### [TEXT SECTION]
........

[Date Prev][Date Next][Thread Prev][Thread Next]
[Date Index]
[Thread Index]
- Subject: Re: Unicode and UTF-8 the Lua way, mid-discussion (was Re: What do you miss most in Lua)
- From: Miles Bader <miles@...>
- Date: Fri, 10 Feb 2012 11:21:25 +0900
Miles Bader <miles@gnu.org> writes:
> -- iterate over STRING, outputting a single character at a time
> while start < end do
> local codepoint = utf8.codepoints (string, start)
> output_unicode_codepoint_to_mumble (mumble, codepoint)
> start = utf8.byteoffset (string, 1, start) -- increment START
> end
Hmm, maybe that's wrong, maybe it should be
utf8.byteoffset(string,2,start)?

........

### [ACTIONS TO TAKE]
1 – In the mailing list post, what call does the author suggest instead of utf8.byteoffset (string, 1, start)?
2 – Select every line of the records that contains the string "broad". Case counts.

### [EXCERPTED DATA]
........

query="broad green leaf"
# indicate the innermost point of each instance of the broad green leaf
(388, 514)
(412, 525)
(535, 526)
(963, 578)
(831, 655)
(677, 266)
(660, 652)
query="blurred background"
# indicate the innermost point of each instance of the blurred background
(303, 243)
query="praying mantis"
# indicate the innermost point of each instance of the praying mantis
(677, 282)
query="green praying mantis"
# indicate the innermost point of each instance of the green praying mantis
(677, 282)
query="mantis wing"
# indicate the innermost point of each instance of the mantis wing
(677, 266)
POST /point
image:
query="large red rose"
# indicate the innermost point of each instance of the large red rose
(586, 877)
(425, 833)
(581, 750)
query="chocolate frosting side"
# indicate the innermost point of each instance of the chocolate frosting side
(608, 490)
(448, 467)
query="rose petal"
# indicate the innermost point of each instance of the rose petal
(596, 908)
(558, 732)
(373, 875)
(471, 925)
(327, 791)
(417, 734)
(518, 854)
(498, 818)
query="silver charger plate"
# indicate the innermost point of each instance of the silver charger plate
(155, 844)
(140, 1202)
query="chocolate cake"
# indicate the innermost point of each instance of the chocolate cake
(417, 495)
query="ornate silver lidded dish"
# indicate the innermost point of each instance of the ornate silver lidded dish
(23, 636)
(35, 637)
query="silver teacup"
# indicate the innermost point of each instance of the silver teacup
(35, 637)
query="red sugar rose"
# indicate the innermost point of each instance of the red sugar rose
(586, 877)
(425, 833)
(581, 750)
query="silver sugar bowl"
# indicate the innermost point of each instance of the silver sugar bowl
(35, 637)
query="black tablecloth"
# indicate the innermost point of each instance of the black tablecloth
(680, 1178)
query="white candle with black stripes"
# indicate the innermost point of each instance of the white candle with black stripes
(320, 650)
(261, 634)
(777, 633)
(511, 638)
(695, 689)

........

### [TASK-BY-TASK SOLUTIONS]
1 – utf8.byteoffset(string,2,start)

2 –
query="broad green leaf"
# indicate the innermost point of each instance of the broad green leaf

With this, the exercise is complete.